■ **SET EXERCISE**
Format the stretch of the material below from the line containing "Put a point on every instance of the spraying" through the line containing "<point>611,77</point>", both included, as a JSON list of strings with one string per line and blank lines left out. Cover only those lines.

Location identification entries

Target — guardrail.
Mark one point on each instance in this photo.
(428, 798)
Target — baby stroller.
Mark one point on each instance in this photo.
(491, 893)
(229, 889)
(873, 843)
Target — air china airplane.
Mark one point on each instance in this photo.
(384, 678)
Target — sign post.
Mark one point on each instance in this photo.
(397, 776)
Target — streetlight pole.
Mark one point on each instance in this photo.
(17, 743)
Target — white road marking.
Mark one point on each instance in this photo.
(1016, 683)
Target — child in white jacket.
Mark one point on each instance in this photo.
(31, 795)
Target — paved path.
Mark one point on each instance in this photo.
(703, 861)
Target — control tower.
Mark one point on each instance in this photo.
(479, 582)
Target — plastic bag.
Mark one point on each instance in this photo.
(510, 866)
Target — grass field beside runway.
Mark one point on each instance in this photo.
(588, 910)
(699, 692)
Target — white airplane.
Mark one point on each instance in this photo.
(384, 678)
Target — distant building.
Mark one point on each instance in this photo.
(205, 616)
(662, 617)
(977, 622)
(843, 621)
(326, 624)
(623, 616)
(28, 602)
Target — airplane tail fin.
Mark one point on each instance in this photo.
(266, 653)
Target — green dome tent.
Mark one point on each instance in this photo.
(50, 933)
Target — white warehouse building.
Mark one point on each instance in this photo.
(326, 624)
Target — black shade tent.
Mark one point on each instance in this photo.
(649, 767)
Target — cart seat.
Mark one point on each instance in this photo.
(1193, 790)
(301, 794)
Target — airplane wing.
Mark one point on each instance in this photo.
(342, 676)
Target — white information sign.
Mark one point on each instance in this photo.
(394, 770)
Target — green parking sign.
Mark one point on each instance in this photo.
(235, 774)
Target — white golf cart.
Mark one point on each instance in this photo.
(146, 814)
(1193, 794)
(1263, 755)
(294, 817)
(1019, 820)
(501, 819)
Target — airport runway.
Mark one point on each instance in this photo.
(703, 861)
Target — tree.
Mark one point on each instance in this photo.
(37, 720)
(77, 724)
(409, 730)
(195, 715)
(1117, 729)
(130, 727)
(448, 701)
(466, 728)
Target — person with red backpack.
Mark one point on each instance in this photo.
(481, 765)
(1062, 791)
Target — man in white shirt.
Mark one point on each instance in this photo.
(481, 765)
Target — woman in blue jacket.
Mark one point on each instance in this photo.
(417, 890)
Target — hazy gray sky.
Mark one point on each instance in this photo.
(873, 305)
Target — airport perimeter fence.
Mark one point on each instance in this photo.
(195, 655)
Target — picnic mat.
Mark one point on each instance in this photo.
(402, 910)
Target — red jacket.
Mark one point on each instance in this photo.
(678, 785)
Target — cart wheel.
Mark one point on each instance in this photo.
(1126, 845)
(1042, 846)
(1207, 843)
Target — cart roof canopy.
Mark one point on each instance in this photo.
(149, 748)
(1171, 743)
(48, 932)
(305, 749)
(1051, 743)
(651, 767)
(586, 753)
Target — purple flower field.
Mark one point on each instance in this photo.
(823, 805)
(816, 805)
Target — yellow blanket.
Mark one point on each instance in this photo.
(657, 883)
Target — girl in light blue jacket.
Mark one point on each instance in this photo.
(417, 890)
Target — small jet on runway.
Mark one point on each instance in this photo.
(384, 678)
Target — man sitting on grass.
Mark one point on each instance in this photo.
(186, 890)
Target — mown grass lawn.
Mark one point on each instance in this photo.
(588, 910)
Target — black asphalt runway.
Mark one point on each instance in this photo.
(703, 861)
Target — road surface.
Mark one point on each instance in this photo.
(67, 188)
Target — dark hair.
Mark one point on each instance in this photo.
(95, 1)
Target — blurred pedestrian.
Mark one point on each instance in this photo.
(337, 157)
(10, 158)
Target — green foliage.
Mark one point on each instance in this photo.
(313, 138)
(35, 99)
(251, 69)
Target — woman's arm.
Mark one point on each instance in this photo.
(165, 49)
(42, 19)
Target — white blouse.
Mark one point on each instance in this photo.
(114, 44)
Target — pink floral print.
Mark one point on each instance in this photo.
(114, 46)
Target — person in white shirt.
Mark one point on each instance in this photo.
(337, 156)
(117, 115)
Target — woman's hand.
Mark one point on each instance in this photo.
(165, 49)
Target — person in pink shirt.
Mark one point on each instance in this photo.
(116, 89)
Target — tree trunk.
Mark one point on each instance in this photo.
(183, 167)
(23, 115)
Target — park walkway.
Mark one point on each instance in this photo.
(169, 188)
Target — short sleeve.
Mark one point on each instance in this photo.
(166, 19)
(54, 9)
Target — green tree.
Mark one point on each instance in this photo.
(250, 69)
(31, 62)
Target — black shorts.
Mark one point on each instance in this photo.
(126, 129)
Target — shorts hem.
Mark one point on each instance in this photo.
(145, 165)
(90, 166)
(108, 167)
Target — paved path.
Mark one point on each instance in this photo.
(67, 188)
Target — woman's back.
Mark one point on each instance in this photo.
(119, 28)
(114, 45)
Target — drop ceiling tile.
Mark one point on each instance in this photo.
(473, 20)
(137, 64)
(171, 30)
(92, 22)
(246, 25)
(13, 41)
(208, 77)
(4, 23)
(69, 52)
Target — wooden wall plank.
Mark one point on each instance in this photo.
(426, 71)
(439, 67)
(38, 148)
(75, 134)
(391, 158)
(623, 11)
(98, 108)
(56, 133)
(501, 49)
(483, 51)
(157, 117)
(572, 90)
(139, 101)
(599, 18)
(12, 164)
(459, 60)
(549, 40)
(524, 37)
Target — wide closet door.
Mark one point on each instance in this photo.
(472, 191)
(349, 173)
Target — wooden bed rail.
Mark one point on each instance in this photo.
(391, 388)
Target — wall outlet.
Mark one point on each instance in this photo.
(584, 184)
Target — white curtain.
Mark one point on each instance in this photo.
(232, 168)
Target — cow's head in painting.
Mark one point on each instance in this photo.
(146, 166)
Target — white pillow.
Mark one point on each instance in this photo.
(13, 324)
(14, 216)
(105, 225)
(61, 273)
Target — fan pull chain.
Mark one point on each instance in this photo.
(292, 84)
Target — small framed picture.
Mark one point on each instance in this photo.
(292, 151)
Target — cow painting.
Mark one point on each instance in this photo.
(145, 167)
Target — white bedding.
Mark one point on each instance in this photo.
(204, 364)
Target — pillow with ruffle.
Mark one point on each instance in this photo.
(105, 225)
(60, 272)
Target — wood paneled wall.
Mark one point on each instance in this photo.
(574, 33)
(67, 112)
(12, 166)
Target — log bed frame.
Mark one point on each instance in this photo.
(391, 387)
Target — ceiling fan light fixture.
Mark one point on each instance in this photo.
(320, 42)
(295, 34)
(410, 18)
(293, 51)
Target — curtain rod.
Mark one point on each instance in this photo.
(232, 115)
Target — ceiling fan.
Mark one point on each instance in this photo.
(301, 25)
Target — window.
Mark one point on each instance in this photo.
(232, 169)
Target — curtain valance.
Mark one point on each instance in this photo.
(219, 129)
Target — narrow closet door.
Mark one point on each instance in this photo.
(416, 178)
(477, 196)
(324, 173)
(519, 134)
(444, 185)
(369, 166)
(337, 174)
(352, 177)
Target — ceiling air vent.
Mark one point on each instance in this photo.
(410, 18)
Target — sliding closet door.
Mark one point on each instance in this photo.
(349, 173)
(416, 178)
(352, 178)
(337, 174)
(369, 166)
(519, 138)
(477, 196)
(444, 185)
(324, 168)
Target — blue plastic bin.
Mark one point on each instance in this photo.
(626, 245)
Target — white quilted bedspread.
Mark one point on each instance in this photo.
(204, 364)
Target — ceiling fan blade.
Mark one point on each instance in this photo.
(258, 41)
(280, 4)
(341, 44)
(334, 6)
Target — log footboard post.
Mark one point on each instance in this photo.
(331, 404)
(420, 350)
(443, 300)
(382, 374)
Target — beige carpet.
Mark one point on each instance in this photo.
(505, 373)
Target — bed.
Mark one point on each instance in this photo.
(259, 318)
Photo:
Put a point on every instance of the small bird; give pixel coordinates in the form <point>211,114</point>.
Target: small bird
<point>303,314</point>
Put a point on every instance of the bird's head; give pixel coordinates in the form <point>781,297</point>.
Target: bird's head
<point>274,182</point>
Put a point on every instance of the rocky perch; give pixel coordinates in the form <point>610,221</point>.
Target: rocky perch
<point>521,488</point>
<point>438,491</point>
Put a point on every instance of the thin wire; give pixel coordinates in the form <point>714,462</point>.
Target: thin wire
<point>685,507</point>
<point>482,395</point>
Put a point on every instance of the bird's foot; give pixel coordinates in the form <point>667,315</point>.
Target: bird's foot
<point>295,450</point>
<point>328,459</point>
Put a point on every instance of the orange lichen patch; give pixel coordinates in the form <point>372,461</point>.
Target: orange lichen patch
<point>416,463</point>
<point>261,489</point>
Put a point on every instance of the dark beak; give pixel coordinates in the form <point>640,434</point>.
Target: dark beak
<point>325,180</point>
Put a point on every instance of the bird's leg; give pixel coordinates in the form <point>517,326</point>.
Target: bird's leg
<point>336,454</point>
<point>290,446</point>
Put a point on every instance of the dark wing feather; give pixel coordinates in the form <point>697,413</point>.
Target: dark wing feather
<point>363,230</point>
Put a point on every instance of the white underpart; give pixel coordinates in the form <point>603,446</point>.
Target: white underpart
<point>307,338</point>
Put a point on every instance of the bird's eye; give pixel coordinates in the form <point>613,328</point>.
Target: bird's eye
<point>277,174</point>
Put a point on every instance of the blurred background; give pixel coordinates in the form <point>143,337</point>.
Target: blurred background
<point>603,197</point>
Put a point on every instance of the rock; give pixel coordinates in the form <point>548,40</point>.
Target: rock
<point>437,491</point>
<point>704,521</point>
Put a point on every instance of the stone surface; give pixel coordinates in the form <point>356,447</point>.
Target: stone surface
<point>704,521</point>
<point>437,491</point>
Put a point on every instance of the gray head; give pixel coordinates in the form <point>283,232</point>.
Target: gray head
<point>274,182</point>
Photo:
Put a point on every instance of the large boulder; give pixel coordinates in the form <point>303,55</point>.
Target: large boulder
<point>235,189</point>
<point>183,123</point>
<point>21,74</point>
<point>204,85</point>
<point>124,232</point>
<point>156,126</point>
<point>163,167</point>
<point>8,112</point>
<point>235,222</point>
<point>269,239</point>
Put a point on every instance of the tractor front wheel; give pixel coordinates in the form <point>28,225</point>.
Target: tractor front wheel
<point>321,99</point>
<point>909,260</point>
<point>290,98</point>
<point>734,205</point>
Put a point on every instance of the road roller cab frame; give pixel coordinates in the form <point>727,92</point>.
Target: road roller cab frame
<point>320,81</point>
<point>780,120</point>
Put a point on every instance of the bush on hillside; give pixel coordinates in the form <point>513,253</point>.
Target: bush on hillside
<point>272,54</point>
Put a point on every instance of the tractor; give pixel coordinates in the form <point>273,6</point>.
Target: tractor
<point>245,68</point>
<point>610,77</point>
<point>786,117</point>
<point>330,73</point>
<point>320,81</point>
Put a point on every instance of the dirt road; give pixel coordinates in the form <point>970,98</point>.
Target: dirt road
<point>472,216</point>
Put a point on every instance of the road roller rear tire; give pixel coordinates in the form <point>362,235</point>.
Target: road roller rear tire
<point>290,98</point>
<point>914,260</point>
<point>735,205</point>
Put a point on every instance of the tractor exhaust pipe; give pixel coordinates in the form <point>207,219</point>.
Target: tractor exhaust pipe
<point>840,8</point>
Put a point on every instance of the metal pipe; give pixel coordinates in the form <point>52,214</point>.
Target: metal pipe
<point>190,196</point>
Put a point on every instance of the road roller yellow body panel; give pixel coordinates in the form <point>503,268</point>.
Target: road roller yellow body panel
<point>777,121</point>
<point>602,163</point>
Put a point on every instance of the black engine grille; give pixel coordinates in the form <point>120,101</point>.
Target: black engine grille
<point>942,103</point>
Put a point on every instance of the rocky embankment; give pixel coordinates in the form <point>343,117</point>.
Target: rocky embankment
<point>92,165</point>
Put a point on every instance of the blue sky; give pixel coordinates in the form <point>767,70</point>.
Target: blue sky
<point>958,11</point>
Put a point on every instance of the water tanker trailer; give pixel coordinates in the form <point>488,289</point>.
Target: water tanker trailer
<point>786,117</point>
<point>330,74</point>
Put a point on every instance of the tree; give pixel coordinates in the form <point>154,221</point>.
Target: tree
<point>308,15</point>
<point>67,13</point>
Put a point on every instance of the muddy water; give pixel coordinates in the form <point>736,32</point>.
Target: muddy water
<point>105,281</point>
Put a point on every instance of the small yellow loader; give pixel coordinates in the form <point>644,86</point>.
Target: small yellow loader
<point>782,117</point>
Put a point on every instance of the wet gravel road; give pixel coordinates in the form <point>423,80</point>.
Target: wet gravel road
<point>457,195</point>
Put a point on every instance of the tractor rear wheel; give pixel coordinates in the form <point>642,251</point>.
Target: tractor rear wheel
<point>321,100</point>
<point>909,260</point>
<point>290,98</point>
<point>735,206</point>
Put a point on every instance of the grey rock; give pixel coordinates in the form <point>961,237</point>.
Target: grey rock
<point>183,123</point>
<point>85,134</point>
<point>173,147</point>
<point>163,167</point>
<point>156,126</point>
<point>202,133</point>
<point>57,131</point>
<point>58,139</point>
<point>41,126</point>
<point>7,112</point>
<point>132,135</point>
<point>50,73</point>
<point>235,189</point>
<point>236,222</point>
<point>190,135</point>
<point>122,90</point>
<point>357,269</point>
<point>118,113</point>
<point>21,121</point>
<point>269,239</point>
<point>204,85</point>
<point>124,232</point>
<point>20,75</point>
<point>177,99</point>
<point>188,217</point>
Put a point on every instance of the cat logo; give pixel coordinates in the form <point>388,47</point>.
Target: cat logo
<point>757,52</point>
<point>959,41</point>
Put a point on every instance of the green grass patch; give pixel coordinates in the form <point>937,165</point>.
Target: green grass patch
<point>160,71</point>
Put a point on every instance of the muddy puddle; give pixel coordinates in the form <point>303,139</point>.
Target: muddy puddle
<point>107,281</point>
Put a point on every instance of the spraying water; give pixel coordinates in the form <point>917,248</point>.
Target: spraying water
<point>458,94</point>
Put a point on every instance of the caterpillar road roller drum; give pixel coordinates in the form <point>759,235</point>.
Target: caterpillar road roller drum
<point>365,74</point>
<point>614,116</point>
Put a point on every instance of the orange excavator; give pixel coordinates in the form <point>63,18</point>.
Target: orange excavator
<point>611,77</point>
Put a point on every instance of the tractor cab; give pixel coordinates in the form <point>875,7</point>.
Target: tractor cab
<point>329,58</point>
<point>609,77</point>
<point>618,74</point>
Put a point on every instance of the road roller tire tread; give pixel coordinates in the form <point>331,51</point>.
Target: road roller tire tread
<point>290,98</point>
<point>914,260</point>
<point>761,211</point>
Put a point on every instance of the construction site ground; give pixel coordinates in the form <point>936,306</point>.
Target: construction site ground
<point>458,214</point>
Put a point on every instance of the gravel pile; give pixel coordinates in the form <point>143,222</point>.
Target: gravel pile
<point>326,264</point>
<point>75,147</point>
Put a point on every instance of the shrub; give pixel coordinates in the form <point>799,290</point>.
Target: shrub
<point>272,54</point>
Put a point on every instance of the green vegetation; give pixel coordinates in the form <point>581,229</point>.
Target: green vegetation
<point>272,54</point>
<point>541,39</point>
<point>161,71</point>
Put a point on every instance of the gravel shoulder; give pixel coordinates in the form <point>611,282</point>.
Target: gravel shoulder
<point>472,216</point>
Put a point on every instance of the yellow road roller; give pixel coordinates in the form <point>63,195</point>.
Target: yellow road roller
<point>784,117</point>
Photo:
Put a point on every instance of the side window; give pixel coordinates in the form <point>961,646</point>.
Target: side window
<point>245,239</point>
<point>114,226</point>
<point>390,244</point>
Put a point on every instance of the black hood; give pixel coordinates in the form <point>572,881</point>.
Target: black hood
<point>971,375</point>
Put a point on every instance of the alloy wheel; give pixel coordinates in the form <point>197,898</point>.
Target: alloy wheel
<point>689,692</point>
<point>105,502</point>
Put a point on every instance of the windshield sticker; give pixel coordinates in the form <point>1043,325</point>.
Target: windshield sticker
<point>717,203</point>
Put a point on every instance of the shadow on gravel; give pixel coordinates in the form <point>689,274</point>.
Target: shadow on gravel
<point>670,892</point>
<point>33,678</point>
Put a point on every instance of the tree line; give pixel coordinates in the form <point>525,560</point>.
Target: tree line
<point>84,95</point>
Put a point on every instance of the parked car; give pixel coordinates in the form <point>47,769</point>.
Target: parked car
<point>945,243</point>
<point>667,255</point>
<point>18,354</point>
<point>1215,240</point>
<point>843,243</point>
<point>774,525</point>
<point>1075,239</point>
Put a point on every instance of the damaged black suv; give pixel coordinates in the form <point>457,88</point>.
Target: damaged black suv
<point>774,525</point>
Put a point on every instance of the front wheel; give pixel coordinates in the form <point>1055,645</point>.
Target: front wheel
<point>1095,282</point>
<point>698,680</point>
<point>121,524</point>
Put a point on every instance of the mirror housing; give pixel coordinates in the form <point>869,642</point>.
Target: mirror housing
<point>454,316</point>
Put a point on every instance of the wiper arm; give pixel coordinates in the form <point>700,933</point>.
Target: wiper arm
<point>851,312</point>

■ **THE COMPLETED TASK**
[
  "Put a point on every instance of the spraying water; give pixel coordinates in the form <point>917,248</point>.",
  "Target: spraying water",
  "<point>458,94</point>",
  "Put a point on every instance of the caterpillar road roller drum; give pixel coordinates in the form <point>759,235</point>.",
  "Target: caterpillar road roller drum",
  "<point>365,74</point>",
  "<point>614,116</point>",
  "Put a point on every instance of the orange excavator; give pixel coordinates in the form <point>63,18</point>.",
  "Target: orange excavator",
  "<point>611,77</point>"
]